__Problem to work on__
Gather every line of the records below that contains the string "stretcher". Copy each one in full.

Labeled-object pointing entries:
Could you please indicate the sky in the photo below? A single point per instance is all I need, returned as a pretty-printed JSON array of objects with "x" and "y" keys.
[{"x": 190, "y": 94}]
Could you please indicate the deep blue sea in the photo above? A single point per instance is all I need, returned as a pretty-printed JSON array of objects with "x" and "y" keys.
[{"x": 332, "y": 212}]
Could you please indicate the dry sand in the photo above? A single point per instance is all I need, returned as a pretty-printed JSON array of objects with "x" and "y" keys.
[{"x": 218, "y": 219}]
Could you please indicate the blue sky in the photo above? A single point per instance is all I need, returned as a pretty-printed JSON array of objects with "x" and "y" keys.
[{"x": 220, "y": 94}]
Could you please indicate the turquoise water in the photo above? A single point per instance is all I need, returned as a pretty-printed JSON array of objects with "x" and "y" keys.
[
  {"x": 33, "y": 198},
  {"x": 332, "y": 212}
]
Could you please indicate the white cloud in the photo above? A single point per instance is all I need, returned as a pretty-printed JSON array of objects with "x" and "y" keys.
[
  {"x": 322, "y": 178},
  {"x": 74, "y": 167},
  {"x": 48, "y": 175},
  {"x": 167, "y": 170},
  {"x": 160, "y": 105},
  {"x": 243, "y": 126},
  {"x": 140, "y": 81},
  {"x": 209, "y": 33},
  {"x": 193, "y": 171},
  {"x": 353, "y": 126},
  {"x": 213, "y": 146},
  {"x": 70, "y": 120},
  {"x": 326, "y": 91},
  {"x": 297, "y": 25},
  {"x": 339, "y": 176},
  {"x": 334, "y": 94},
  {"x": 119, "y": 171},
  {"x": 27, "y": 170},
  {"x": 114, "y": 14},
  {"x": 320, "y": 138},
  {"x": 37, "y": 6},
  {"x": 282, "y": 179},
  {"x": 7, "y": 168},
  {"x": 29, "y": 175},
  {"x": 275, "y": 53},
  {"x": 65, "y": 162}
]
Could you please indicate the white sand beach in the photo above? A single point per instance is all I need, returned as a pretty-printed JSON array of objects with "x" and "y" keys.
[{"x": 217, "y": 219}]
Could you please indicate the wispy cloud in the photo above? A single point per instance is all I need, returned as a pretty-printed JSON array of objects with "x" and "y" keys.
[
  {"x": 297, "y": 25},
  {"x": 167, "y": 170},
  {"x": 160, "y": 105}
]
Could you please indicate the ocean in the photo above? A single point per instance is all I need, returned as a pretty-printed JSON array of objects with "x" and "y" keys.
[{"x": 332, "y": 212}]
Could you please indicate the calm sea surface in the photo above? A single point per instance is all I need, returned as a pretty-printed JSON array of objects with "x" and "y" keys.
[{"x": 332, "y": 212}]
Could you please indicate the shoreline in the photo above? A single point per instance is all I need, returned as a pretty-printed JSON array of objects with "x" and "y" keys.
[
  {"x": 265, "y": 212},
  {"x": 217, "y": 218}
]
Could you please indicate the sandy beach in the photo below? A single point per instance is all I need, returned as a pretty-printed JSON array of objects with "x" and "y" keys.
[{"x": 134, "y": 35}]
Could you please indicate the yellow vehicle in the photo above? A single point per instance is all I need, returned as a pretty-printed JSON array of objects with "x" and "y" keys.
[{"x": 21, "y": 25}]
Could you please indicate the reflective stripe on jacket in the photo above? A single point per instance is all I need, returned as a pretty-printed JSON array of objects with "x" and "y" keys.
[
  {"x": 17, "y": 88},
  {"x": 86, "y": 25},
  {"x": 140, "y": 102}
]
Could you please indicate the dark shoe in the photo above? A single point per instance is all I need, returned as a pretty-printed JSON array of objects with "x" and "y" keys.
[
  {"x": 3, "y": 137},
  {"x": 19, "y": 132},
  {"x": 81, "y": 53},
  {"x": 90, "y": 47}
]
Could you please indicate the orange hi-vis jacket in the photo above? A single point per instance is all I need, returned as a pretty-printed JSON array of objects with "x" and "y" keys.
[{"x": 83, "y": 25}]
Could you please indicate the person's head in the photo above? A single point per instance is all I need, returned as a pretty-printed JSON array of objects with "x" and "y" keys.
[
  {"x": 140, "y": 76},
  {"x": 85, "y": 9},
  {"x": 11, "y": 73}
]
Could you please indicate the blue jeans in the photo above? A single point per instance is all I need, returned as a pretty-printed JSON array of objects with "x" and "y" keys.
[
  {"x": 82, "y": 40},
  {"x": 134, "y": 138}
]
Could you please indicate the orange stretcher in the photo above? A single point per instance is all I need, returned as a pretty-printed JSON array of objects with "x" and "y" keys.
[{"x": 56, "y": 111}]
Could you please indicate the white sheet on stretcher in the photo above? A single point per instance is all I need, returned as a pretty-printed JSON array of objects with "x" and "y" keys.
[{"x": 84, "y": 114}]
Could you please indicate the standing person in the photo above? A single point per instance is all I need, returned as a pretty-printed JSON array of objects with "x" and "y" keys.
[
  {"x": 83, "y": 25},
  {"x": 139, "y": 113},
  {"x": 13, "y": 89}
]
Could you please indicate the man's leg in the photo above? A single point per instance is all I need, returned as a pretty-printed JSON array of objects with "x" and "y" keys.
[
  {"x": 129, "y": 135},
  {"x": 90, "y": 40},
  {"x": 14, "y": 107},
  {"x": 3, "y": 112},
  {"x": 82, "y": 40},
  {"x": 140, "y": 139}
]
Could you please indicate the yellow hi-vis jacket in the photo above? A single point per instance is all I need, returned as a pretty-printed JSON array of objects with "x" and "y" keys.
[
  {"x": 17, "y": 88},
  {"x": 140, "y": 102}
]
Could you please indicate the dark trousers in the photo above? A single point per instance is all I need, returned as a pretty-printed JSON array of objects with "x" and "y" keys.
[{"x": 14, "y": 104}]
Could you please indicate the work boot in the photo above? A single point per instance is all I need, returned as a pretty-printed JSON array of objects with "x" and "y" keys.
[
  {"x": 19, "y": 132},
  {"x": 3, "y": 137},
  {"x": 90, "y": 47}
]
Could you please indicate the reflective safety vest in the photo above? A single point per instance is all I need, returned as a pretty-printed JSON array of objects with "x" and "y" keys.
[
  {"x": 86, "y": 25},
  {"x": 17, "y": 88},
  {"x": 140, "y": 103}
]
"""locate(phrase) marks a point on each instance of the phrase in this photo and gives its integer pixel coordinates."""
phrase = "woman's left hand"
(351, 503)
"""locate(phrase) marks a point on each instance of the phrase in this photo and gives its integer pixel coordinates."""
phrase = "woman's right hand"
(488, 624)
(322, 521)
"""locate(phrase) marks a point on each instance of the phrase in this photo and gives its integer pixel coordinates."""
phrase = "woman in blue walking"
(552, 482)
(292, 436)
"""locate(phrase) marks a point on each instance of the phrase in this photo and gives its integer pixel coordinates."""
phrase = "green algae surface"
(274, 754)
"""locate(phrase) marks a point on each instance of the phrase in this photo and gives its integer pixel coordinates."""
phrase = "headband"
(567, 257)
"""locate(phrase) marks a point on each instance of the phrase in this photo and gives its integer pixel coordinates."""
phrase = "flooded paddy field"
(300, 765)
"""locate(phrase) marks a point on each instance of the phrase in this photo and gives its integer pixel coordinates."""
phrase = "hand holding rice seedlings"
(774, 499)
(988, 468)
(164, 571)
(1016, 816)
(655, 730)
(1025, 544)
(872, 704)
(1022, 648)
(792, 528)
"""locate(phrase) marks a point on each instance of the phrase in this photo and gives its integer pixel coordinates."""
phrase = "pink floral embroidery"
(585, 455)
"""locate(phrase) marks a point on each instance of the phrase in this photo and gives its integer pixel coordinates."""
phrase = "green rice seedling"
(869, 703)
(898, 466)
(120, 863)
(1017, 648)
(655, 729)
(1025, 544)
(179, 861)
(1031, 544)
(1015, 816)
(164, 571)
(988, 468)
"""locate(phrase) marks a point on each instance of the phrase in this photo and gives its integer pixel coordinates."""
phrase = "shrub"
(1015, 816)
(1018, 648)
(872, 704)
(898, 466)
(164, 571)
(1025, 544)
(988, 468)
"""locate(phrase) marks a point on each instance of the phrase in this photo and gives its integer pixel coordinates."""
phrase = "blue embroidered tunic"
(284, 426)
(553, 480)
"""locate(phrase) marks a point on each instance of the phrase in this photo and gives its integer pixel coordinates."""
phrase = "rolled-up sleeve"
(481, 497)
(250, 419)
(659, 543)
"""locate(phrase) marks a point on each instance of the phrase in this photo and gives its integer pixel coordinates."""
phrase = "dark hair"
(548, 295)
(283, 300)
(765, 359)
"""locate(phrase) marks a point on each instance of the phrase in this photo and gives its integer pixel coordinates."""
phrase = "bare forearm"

__The response__
Could you please indicate the orange stretcher in the photo above? A single point per instance is all I need, returned as a pretty-printed JSON array of objects with "x" and "y" keys.
Could you please indicate the white sheet on stretcher in the photo above? A single point per instance is all I need, returned as a pretty-printed JSON array of objects with "x" and "y" keys.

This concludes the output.